--- PROVIDED DATA ---

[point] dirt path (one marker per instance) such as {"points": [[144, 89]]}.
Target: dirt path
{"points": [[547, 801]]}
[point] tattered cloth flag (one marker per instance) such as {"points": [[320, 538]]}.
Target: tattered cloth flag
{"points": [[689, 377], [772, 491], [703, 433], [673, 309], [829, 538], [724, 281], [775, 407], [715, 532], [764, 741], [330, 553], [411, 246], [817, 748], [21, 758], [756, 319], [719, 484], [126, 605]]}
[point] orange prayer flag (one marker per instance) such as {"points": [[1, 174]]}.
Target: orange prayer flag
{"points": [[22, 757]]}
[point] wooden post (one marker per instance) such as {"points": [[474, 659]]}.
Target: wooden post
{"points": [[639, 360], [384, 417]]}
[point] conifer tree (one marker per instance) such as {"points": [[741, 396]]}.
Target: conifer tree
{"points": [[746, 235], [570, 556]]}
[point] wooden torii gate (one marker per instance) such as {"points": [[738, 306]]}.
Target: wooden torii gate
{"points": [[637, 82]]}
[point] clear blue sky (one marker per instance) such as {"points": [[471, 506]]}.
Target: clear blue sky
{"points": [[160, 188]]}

---
--- PROVIDED DATA ---

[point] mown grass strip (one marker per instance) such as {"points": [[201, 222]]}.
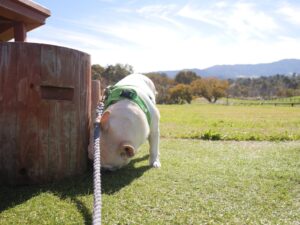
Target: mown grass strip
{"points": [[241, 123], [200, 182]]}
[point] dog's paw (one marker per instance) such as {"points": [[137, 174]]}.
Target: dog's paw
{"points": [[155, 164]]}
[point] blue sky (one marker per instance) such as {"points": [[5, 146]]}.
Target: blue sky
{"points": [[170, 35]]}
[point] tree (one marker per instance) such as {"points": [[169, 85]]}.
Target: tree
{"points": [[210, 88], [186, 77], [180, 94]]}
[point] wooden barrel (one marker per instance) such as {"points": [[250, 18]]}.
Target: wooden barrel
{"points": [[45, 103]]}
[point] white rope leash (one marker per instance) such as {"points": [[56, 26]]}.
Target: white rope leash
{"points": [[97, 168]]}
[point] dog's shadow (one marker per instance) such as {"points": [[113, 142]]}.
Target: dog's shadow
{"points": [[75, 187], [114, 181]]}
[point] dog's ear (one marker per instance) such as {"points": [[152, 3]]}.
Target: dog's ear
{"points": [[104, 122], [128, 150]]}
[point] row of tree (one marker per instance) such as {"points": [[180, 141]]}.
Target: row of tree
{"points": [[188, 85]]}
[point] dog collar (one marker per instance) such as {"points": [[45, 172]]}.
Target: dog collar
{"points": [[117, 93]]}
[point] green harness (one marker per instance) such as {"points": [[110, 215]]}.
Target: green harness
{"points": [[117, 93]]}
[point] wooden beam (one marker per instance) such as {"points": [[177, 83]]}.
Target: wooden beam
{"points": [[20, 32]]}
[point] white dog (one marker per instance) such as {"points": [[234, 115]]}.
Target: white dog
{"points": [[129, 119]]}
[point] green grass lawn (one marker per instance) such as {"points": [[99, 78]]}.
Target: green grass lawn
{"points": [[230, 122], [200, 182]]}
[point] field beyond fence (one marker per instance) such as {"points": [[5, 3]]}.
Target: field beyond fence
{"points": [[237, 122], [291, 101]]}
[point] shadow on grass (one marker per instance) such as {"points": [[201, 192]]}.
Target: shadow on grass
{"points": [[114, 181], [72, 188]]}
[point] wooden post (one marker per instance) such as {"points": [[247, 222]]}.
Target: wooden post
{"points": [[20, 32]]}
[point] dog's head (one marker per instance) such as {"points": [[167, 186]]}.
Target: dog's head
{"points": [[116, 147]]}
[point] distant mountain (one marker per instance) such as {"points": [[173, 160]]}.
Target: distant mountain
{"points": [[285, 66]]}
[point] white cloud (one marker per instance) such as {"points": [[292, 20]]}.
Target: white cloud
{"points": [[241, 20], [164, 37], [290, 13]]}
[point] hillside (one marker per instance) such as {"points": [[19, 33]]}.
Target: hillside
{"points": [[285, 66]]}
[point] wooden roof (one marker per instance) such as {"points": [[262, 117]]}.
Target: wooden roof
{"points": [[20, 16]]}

---

* YOUR INSTRUCTIONS
Copy every line of the listing above that contains the string "barrel", with case significant in the match.

* RESULT FOR THIS TASK
[point] wooden barrel (one marker per instance) such as {"points": [[250, 18]]}.
Target: wooden barrel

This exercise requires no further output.